> [Source records]
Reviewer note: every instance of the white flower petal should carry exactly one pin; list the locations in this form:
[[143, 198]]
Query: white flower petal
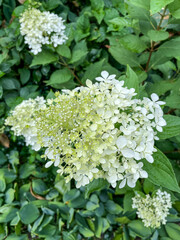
[[144, 174], [149, 158], [48, 164], [162, 122], [126, 152], [154, 97], [123, 183], [121, 142], [104, 74]]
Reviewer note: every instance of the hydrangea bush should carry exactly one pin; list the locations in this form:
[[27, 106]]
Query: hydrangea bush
[[89, 120], [98, 131], [40, 28]]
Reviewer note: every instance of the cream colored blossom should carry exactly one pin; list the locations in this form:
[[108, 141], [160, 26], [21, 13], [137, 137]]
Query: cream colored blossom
[[153, 210], [41, 28], [98, 131]]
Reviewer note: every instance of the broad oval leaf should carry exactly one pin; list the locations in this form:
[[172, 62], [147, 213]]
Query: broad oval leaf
[[161, 172], [28, 213], [172, 128], [44, 57]]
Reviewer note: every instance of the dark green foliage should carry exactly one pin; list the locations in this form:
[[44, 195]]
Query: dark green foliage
[[139, 42]]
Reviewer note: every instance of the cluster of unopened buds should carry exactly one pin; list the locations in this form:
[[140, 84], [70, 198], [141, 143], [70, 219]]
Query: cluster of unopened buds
[[41, 28], [98, 131], [153, 210]]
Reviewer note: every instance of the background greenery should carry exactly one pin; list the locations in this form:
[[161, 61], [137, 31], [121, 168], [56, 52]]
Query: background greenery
[[139, 42]]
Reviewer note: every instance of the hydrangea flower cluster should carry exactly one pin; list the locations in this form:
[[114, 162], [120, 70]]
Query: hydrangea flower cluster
[[98, 131], [40, 28], [153, 210]]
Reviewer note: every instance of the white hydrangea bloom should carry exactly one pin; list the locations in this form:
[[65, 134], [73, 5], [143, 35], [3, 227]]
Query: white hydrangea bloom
[[98, 131], [40, 28], [153, 210], [23, 121]]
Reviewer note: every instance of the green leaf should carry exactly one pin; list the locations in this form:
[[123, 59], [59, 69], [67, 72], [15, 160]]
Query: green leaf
[[15, 237], [174, 9], [173, 230], [161, 172], [98, 227], [44, 57], [70, 195], [157, 5], [124, 56], [1, 92], [18, 11], [157, 35], [86, 232], [3, 157], [113, 207], [131, 80], [155, 235], [93, 71], [60, 76], [95, 185], [26, 170], [132, 43], [82, 27], [79, 53], [141, 3], [39, 186], [10, 84], [24, 75], [98, 9], [68, 236], [64, 51], [7, 213], [2, 184], [171, 48], [173, 101], [127, 201], [28, 213], [139, 229], [9, 195], [172, 128]]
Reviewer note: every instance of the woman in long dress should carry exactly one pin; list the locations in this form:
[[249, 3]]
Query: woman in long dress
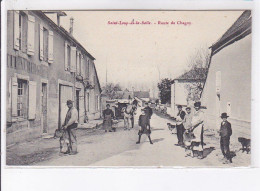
[[108, 115]]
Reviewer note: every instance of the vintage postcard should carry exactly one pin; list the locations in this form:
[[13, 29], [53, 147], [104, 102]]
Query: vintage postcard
[[131, 88]]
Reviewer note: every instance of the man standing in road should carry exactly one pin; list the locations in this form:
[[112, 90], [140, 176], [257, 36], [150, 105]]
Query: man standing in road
[[197, 123], [70, 124], [179, 125], [108, 115], [225, 134], [149, 113], [187, 126]]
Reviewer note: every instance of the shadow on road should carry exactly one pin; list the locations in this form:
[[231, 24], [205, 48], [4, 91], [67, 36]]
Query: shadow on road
[[157, 140], [160, 129], [207, 151]]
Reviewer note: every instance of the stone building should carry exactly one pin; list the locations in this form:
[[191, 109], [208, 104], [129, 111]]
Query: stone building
[[228, 84], [46, 66]]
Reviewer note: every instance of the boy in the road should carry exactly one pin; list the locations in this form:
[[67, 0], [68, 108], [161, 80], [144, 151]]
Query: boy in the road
[[144, 127], [225, 134]]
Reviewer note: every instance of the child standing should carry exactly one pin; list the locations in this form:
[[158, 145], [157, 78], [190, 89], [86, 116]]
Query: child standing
[[144, 127], [225, 134]]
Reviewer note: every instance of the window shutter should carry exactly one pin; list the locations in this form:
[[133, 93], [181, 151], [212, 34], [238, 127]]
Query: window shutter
[[73, 59], [32, 100], [77, 63], [66, 57], [218, 81], [82, 65], [14, 96], [30, 32], [16, 30], [41, 42], [50, 52]]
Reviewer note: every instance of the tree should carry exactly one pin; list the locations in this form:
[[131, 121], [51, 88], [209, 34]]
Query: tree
[[112, 91], [200, 58], [198, 64], [165, 90]]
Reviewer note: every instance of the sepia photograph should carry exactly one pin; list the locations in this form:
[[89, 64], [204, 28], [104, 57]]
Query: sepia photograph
[[128, 88]]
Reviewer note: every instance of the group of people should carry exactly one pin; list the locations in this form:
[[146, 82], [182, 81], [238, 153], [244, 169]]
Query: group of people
[[143, 122], [190, 129]]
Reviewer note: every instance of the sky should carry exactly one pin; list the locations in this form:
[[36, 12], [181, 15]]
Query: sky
[[139, 55]]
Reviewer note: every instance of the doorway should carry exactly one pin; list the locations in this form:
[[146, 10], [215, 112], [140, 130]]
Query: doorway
[[77, 101], [65, 93], [44, 108]]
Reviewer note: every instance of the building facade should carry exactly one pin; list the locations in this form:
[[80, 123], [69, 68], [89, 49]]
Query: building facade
[[46, 66], [228, 84], [185, 88]]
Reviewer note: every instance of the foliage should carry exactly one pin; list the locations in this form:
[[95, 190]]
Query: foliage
[[165, 90], [198, 63], [112, 91], [194, 91], [200, 59]]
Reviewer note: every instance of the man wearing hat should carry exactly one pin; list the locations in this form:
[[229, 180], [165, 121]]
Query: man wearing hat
[[144, 128], [70, 124], [197, 123], [179, 125], [108, 115], [148, 112], [225, 134]]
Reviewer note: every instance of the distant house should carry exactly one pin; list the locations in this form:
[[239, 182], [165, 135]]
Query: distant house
[[179, 88], [142, 96], [228, 84], [46, 66]]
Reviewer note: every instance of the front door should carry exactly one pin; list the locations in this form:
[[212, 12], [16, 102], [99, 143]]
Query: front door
[[65, 93], [44, 108], [77, 101]]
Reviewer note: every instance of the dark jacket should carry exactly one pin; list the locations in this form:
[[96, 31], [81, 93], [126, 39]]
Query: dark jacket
[[108, 112], [148, 112], [142, 121], [225, 129], [181, 114]]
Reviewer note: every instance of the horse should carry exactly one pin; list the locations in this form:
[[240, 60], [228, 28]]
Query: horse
[[129, 113]]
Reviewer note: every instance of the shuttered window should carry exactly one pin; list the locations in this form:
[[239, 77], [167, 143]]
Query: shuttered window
[[80, 71], [50, 47], [14, 94], [41, 42], [19, 97], [16, 30], [20, 31], [77, 63], [30, 37], [218, 81], [32, 100], [45, 44], [73, 59], [66, 56], [82, 66]]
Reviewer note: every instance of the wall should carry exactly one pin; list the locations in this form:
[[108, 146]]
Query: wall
[[32, 68], [178, 96], [234, 63]]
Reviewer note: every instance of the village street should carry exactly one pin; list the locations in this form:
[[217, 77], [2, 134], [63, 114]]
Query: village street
[[97, 148]]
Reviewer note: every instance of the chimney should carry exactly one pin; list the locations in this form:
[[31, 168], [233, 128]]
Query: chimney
[[71, 25]]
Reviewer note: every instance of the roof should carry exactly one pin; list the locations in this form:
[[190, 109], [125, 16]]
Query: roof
[[196, 74], [241, 28], [142, 94], [62, 31]]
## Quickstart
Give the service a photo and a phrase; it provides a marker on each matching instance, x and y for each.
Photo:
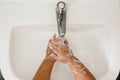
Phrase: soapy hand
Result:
(61, 51)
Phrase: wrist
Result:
(50, 58)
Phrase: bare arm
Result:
(65, 55)
(44, 70)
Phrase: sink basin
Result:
(90, 43)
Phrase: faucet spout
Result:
(61, 18)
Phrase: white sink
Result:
(90, 43)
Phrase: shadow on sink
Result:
(28, 45)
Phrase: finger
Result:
(54, 37)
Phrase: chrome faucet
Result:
(61, 18)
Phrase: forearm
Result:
(79, 70)
(44, 70)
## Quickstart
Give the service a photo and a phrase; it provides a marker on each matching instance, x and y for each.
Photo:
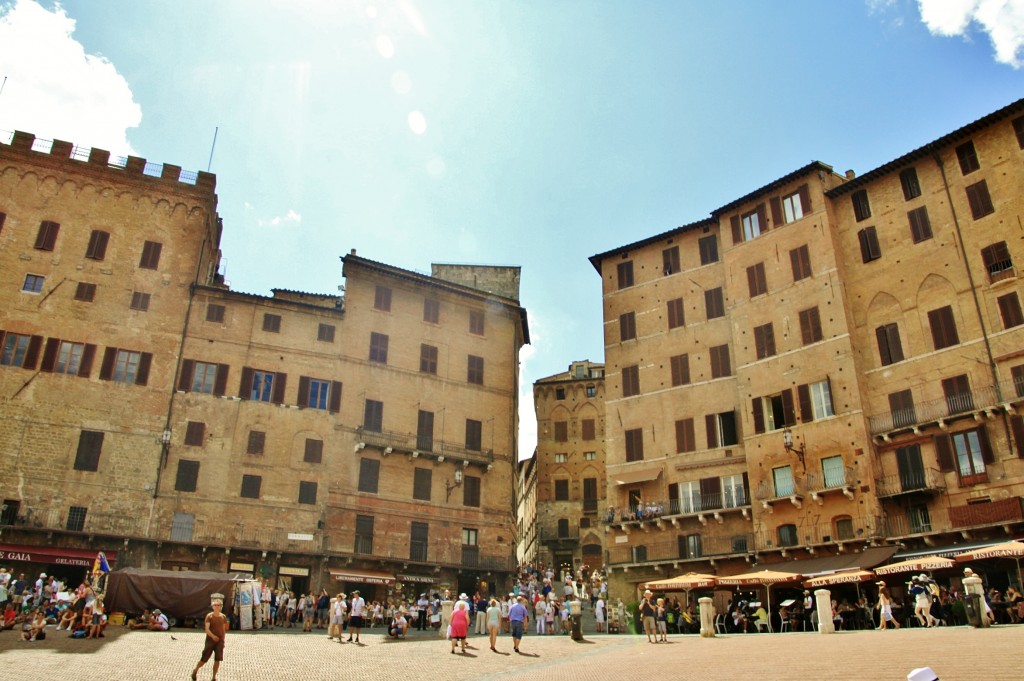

> [Aim of the task]
Above are the records; print exactly the lines from the line with "[[114, 162], [120, 70]]" to the line with "[[123, 59], [59, 69], [67, 72], [15, 160]]", including both, and nothing else.

> [Answer to this task]
[[114, 162], [120, 70]]
Query: hydrangea flower cluster
[[98, 131], [40, 28], [153, 210]]
Reviewer note: every instance of the white hydrangea bloom should carry exactly one pin; list the locations in this form:
[[65, 134], [73, 5], [143, 35], [3, 227]]
Query: white hydrangea bloom
[[98, 131], [40, 28], [153, 210], [23, 121]]
Reviewer note: every instance of the green leaf should carry exactly one pin; list the locations in this form:
[[123, 59], [59, 69], [67, 72], [15, 160]]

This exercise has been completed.